■ **OBJECTIVE A**
Count the lines in the listing below that contain the word "conical", and give only the number.

## begin EXTRACTED TEXT

Rewriting this inequality in terms of \delta_s = f(x_s) - f(x^*) one obtains

    \[\delta_{s+1} \leq (1 - \gamma_s) \delta_s + \frac{\beta}{2} \gamma_s^2 R^2 .\]

A simple induction using that \gamma_s = \frac{2}{s+1} finishes the proof (note that the initialization is done at step 2 with the above inequality yielding \delta_2 \leq \frac{\beta}{2} R^2).

\Box

The rate of convergence we just proved for Conditional Gradient Descent is no better than the rate of Projected Gradient Descent in the same setting. However, on the contrary to the latter algorithm where a quadratic programming problem over \mathcal{X} has to be solved (the projection step), here we only need to solve a linear problem over \mathcal{X}, and in some cases this can be much simpler.

While being projection-free is an important property of Conditional Gradient Descent, a perhaps even more important property is that it produces sparse iterates in the following sense: Assume that \mathcal{X} is a polytope with sparse vertices, that is the number of non-zero coordinates (which we denote by the \ell_0-norm \|\cdot\|_0 which is not a norm despite the name) in a fixed vertex is small, say of order s \ll n. Then at each iteration, the new iterate x_{t+1} will increase its number of non-zero coordinates by at most s. In particular one has \|x_{t+1}\|_0 \leq \|x_1\|_0 + t s. We will see now an example of application where this property is critical to obtain a computationally tractable algorithm.

Note that the property described above proves in particular that for a smooth function f on the simplex \{x \in \mathbb{R}_+^n : \sum_{i=1}^n x_i = 1\} there always exist sparse approximate solutions. More precisely there must exist a point x with only t non-zero coordinates and such that f(x) - f(x^*) = O(1/t). Clearly this is the best one can hope for in general, as it can be seen with the function f(x) = \|x\|^2_2 (since by Cauchy-Schwarz one has \|x\|_1 \leq \sqrt{\|x\|_0} \|x\|_2 which implies on the simplex \|x\|_2^2 \geq 1 / \|x\|_0).

 

An application of Conditional Gradient Descent: Least-squares regression with structured sparsity

This section is inspired by an open problem from this paper by Gabor Lugosi (what is described below solves the open problem). Consider the problem of approximating a signal Y \in \mathbb{R}^n by a ‘small’ combination of elementary dictionary elements d_1, \hdots, d_N \in \mathbb{R}^n. One way to do this is to consider a LASSO type problem in dimension N of the following form (we denote here x(i) for the i^{th} coordinate of a vector x)

## end EXTRACTED TEXT
## begin RECORDS PROVIDED

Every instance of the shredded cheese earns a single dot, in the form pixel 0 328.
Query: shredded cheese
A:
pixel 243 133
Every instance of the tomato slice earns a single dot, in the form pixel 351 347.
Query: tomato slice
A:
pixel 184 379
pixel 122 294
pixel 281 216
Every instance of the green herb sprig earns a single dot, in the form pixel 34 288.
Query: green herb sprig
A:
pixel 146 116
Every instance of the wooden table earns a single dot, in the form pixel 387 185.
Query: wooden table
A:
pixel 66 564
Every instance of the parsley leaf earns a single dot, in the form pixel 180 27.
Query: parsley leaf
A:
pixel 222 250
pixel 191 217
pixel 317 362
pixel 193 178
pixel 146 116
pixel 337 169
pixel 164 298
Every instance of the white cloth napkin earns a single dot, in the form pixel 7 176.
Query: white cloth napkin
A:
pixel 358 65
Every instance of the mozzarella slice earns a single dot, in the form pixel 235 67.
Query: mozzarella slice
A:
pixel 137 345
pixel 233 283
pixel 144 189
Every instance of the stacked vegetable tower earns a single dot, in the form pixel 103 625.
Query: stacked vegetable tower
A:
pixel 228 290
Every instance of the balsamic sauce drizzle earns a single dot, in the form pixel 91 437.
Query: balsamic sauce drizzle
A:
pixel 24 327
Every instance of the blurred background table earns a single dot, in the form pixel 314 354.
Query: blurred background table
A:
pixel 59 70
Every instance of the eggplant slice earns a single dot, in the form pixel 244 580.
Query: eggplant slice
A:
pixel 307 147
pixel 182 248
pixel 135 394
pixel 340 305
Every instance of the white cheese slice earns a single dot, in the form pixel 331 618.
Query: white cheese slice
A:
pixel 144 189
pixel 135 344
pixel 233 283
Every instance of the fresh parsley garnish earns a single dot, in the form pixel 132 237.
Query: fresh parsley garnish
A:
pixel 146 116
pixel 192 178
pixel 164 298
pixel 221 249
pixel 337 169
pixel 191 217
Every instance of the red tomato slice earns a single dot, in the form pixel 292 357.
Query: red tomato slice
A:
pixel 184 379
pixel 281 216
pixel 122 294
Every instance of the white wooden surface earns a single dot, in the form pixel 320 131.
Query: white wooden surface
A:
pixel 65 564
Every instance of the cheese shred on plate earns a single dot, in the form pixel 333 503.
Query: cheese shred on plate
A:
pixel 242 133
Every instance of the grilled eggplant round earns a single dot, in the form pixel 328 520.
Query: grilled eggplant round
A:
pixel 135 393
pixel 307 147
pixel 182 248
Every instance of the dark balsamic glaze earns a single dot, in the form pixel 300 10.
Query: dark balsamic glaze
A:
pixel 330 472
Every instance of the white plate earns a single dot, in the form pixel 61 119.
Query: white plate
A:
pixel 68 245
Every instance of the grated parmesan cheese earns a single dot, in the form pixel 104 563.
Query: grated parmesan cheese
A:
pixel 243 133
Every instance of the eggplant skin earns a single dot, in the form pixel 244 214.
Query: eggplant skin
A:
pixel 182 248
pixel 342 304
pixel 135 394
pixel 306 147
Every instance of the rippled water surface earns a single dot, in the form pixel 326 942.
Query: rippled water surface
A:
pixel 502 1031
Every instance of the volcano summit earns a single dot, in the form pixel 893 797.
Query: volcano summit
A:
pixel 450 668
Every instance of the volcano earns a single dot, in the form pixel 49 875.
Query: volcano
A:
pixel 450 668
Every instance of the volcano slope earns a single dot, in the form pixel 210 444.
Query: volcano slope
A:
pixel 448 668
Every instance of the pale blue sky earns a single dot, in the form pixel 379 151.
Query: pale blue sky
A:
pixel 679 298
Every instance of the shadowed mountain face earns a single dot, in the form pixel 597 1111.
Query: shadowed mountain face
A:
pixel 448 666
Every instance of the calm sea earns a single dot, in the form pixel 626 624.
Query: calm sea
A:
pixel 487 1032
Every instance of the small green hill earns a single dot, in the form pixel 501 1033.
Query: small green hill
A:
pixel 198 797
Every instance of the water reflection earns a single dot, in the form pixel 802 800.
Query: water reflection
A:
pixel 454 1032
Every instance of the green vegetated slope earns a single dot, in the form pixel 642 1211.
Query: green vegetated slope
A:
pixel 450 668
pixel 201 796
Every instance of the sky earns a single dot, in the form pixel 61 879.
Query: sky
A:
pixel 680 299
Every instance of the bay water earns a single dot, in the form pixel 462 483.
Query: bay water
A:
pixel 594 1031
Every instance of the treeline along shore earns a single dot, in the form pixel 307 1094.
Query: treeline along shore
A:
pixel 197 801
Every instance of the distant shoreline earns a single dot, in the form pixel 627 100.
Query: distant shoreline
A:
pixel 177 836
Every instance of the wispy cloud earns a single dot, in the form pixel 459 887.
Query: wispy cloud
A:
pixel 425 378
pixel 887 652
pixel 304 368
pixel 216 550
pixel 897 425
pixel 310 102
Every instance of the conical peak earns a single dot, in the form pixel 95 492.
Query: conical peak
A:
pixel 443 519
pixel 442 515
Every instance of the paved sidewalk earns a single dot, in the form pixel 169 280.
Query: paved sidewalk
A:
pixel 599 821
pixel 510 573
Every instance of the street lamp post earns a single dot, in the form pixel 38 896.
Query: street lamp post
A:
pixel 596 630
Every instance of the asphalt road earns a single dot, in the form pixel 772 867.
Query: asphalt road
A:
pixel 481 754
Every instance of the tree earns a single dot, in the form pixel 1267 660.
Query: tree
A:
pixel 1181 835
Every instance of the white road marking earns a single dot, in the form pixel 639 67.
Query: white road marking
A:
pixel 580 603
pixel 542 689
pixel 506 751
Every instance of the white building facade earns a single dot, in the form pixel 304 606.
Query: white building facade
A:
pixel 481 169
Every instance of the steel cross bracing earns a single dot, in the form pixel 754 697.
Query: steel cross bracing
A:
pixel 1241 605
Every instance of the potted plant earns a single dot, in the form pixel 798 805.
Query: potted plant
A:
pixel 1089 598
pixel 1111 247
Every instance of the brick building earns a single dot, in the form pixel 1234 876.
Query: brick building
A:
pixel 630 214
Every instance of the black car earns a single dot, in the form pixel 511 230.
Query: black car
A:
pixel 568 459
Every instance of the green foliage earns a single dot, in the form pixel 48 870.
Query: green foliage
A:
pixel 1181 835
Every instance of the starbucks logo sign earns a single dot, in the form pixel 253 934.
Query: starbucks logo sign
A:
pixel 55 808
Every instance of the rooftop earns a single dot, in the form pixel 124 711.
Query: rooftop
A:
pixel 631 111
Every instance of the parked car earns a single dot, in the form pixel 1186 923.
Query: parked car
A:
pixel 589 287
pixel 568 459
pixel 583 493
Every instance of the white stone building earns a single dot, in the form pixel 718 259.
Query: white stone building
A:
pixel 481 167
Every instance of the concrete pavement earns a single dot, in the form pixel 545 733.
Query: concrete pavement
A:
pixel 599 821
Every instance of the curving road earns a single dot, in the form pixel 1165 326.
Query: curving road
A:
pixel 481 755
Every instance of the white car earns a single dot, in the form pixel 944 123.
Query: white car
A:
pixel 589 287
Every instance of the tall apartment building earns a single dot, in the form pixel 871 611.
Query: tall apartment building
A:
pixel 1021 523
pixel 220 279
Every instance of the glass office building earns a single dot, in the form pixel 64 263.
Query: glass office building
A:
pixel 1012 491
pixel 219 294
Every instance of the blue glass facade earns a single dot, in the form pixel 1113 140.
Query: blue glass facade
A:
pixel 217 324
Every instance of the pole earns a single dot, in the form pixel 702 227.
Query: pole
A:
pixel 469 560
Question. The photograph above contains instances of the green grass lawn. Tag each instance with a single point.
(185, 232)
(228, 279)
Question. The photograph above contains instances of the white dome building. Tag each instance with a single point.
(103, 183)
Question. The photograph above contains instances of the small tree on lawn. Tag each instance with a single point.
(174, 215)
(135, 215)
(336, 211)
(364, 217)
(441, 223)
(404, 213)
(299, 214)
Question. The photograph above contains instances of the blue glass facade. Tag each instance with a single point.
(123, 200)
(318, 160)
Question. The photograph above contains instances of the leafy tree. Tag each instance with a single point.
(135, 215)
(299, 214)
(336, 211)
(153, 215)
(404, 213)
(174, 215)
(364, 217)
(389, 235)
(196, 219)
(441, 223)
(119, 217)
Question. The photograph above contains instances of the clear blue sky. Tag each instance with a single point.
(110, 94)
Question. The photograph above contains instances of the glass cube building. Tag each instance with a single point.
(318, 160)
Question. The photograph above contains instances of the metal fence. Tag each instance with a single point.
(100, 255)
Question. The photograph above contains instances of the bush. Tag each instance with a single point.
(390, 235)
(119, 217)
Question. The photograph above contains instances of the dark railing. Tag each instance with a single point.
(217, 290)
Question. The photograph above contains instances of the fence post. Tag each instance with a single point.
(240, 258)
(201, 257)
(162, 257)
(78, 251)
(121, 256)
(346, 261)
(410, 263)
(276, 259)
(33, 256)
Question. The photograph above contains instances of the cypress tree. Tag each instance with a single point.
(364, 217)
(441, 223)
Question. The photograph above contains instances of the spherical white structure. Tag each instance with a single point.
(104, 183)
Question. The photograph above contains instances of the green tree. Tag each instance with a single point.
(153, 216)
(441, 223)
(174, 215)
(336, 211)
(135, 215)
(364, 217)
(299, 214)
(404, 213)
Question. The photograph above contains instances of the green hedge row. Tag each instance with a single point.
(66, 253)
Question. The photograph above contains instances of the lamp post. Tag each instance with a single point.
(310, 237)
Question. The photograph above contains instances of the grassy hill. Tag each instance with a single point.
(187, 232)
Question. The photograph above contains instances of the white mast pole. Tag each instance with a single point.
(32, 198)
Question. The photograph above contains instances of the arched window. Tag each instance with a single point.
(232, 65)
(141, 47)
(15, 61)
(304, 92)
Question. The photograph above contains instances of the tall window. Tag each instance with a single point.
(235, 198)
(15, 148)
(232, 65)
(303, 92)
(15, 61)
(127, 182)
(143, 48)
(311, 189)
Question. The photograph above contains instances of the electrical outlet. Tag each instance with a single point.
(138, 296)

## end RECORDS PROVIDED

■ **OBJECTIVE B**
From the Conditional Gradient Descent excerpt above, copy word for word the part that opens with the words containing "Rewriting this inequality" and closes with "be much simpler.".

■ **TASK SOLUTION A**
2

■ **TASK SOLUTION B**
Rewriting this inequality in terms of \delta_s = f(x_s) - f(x^*) one obtains

    \[\delta_{s+1} \leq (1 - \gamma_s) \delta_s + \frac{\beta}{2} \gamma_s^2 R^2 .\]

A simple induction using that \gamma_s = \frac{2}{s+1} finishes the proof (note that the initialization is done at step 2 with the above inequality yielding \delta_2 \leq \frac{\beta}{2} R^2).

\Box

The rate of convergence we just proved for Conditional Gradient Descent is no better than the rate of Projected Gradient Descent in the same setting. However, on the contrary to the latter algorithm where a quadratic programming problem over \mathcal{X} has to be solved (the projection step), here we only need to solve a linear problem over \mathcal{X}, and in some cases this can be much simpler.